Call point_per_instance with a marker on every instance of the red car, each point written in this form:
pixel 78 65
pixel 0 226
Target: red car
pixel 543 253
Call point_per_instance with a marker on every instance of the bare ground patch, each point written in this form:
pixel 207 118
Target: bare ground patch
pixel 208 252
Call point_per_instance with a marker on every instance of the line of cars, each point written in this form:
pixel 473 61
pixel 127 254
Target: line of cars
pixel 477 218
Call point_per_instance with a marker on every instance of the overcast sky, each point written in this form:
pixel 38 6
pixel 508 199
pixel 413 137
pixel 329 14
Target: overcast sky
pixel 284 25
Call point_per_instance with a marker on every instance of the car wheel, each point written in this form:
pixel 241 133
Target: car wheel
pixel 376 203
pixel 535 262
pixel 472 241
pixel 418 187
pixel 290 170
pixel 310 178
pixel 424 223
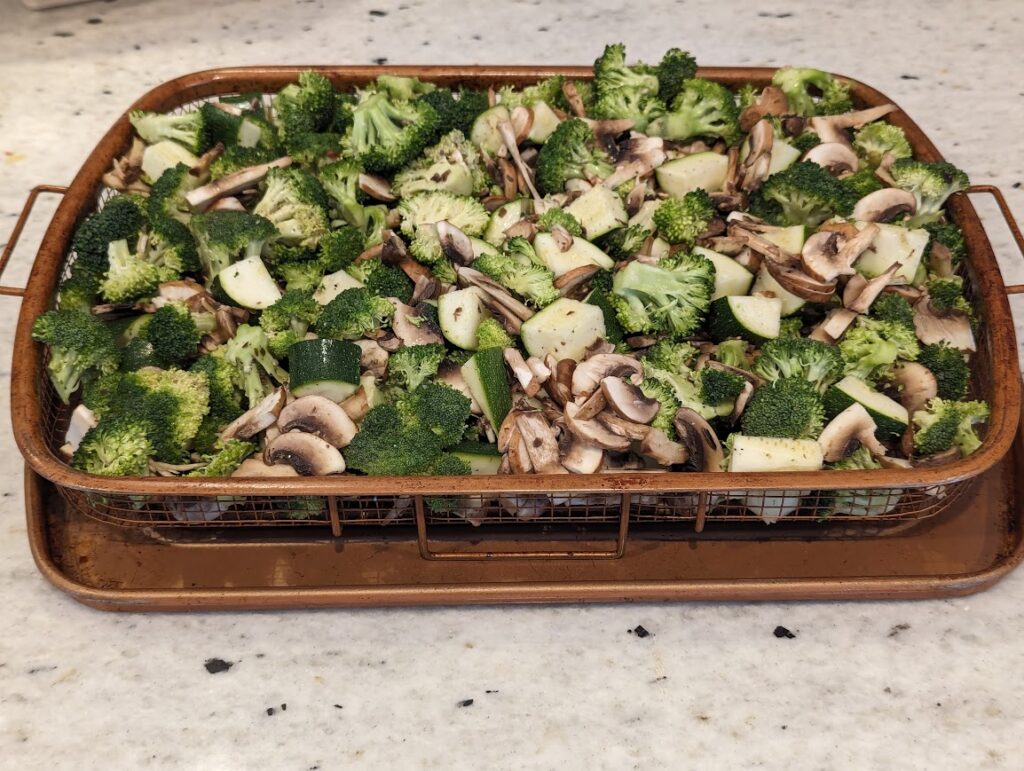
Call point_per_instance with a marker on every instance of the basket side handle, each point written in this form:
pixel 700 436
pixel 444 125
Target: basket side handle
pixel 991 189
pixel 16 232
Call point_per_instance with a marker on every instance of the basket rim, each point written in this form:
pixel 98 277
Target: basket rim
pixel 998 343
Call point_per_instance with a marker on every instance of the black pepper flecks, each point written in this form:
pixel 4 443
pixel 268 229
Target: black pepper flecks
pixel 216 666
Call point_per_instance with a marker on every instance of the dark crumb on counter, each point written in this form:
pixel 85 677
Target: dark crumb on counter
pixel 216 666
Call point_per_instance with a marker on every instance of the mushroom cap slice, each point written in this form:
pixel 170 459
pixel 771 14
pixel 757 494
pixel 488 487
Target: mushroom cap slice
pixel 629 401
pixel 885 205
pixel 307 454
pixel 698 437
pixel 257 418
pixel 847 431
pixel 317 415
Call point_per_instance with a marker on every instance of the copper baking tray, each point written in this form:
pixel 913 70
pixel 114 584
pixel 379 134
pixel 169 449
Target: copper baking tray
pixel 450 541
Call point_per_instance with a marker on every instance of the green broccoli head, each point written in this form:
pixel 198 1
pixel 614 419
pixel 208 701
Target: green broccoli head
pixel 671 297
pixel 790 408
pixel 814 361
pixel 700 109
pixel 79 344
pixel 948 367
pixel 570 153
pixel 682 220
pixel 352 314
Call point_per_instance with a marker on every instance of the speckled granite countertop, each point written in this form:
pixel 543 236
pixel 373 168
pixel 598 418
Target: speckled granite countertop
pixel 924 685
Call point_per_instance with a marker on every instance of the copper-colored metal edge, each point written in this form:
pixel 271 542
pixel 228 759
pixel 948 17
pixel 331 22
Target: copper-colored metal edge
pixel 26 408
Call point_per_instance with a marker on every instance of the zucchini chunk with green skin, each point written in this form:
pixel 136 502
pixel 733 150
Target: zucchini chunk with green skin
pixel 890 417
pixel 484 375
pixel 324 367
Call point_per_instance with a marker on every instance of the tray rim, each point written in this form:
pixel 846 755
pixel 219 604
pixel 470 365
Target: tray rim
pixel 26 407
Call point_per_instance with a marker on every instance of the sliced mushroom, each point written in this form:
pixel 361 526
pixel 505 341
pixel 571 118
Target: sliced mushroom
pixel 317 415
pixel 916 384
pixel 589 374
pixel 702 446
pixel 254 467
pixel 261 416
pixel 836 158
pixel 541 443
pixel 593 432
pixel 850 429
pixel 629 401
pixel 307 454
pixel 662 450
pixel 885 205
pixel 414 333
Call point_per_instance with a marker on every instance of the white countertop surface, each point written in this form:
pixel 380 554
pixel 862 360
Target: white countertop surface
pixel 916 685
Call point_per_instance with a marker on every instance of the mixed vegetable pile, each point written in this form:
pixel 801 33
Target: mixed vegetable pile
pixel 645 270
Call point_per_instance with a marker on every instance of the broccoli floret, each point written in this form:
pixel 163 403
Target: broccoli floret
pixel 130 276
pixel 296 204
pixel 806 195
pixel 671 297
pixel 387 133
pixel 353 313
pixel 944 423
pixel 948 236
pixel 876 139
pixel 814 361
pixel 790 408
pixel 187 129
pixel 700 109
pixel 570 153
pixel 456 111
pixel 519 269
pixel 872 346
pixel 931 183
pixel 797 82
pixel 893 307
pixel 228 458
pixel 80 345
pixel 249 352
pixel 720 387
pixel 385 445
pixel 304 106
pixel 287 322
pixel 733 353
pixel 491 334
pixel 674 70
pixel 453 165
pixel 555 216
pixel 948 367
pixel 412 365
pixel 222 237
pixel 682 220
pixel 431 207
pixel 117 446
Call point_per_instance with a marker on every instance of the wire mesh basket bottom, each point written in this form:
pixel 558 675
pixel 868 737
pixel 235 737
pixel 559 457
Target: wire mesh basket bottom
pixel 870 505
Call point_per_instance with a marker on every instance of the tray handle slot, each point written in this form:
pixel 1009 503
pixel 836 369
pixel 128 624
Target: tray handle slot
pixel 16 232
pixel 991 189
pixel 615 551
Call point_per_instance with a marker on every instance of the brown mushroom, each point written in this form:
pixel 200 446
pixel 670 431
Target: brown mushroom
pixel 307 454
pixel 850 429
pixel 317 415
pixel 702 446
pixel 916 384
pixel 628 400
pixel 885 205
pixel 257 418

____________________

» WHAT YOU SHOULD DO
Omit the pictures, then print the rest of the listing above exactly.

» SOLUTION TO THE PROBLEM
Call point_per_instance with a marker on every instance of the red car, each point written in this form:
pixel 78 65
pixel 0 226
Target: red car
pixel 543 253
Call point_per_instance with a marker on every instance of the bare ground patch, each point written in this form:
pixel 207 118
Target: bare ground patch
pixel 208 252
Call point_per_instance with a marker on every instance of the line of cars, each point written in this form:
pixel 473 61
pixel 127 254
Target: line of cars
pixel 477 218
Call point_per_instance with a marker on every instance of the overcast sky, each point written in this form:
pixel 38 6
pixel 508 199
pixel 413 137
pixel 329 14
Target: overcast sky
pixel 284 25
Call point_per_instance with a marker on every instance of the car wheel, each point written in this form:
pixel 241 133
Target: car wheel
pixel 376 203
pixel 535 262
pixel 472 241
pixel 418 187
pixel 290 170
pixel 310 178
pixel 424 223
Call point_per_instance with a marker on every instance of the basket side handle, each point written in this form:
pixel 700 436
pixel 444 125
Target: basket side handle
pixel 991 189
pixel 16 232
Call point_per_instance with a marker on every instance of the basket rim, each point written in this form:
pixel 98 277
Target: basket rim
pixel 998 343
Call point_per_instance with a marker on every instance of the black pepper flecks, each point written in this form:
pixel 4 443
pixel 268 229
Target: black pepper flecks
pixel 216 666
Call point_per_instance with a marker on every instance of the dark crumb on counter, each point written in this form:
pixel 85 677
Target: dark crumb on counter
pixel 216 666
Call point_per_instance with a marker on every instance of the mushroom cap slice, each point written in this form:
pixel 170 459
pixel 771 14
pixel 757 494
pixel 488 487
Target: mushroom cap slice
pixel 629 401
pixel 885 205
pixel 307 454
pixel 698 437
pixel 257 418
pixel 847 431
pixel 317 415
Call point_per_instance with a marker on every instance of the copper baking tray, each point written in this form:
pixel 913 70
pixel 114 584
pixel 379 134
pixel 169 449
Target: copper baking tray
pixel 450 541
Call point_per_instance with a marker on every instance of the green broccoli head, each point written in this form:
pixel 198 1
pixel 614 419
pixel 208 701
Target: green broccoli head
pixel 671 297
pixel 790 408
pixel 814 361
pixel 700 109
pixel 79 344
pixel 948 367
pixel 570 153
pixel 682 220
pixel 352 314
Call point_per_instance with a marker on every instance of the speckled granite countertop, each point written in this form:
pixel 543 236
pixel 373 168
pixel 598 418
Target: speckled granite countertop
pixel 924 685
Call point_per_instance with a marker on every instance of the copper-colored metal edge, each point written in this form:
pixel 271 542
pixel 228 759
pixel 948 17
pixel 331 22
Target: copper-colored metal edge
pixel 26 408
Call point_per_instance with a marker on every instance of the zucchini chunk with green skin, each point written in this form:
pixel 136 502
pixel 733 150
Target: zucchini chunk with green skin
pixel 890 417
pixel 484 375
pixel 324 367
Call point_per_instance with a marker on every instance of the tray rim, each point written in this form:
pixel 846 755
pixel 219 604
pixel 470 365
Target: tray rim
pixel 26 407
Call point_per_instance with a marker on every instance of the sliced mushroom, each point written in this form:
pixel 361 526
pixel 505 341
pixel 571 118
Target: sliced mushroom
pixel 317 415
pixel 916 384
pixel 589 374
pixel 702 446
pixel 254 467
pixel 261 416
pixel 836 158
pixel 541 443
pixel 593 432
pixel 850 429
pixel 629 401
pixel 307 454
pixel 662 450
pixel 885 205
pixel 414 333
Call point_per_instance with a marker on every instance of the white countertop surface, each point written in this form:
pixel 380 554
pixel 862 360
Target: white countertop surface
pixel 916 685
Call point_per_instance with a marker on every instance of the mixed vegetable pile, each point written in this form:
pixel 801 33
Target: mixed vegetable pile
pixel 645 270
Call point_per_instance with a marker on every instance of the broccoli floret, each point written in this form:
pixel 163 403
Target: broccoli floret
pixel 130 276
pixel 296 204
pixel 806 195
pixel 671 297
pixel 387 133
pixel 353 313
pixel 944 423
pixel 948 236
pixel 876 139
pixel 814 361
pixel 790 408
pixel 187 129
pixel 700 109
pixel 570 153
pixel 456 111
pixel 519 269
pixel 872 346
pixel 931 183
pixel 797 82
pixel 893 307
pixel 228 458
pixel 80 345
pixel 249 352
pixel 720 387
pixel 385 445
pixel 304 106
pixel 287 322
pixel 733 353
pixel 491 334
pixel 674 70
pixel 453 165
pixel 555 216
pixel 948 367
pixel 412 365
pixel 222 237
pixel 682 220
pixel 431 207
pixel 117 446
Call point_per_instance with a marker on every instance of the wire mesh basket bottom, each point written in this form:
pixel 558 675
pixel 868 737
pixel 235 737
pixel 559 457
Target: wire mesh basket bottom
pixel 870 505
Call point_per_instance with a marker on every instance of the tray handle slot, each point written in this form:
pixel 1009 503
pixel 836 369
pixel 128 624
Target: tray handle slot
pixel 16 232
pixel 991 189
pixel 615 551
Call point_per_instance with a marker on every instance of the brown mushroom, each point written in this form:
pixel 200 446
pixel 670 431
Target: brown mushroom
pixel 307 454
pixel 850 429
pixel 317 415
pixel 702 446
pixel 916 384
pixel 628 400
pixel 885 205
pixel 257 418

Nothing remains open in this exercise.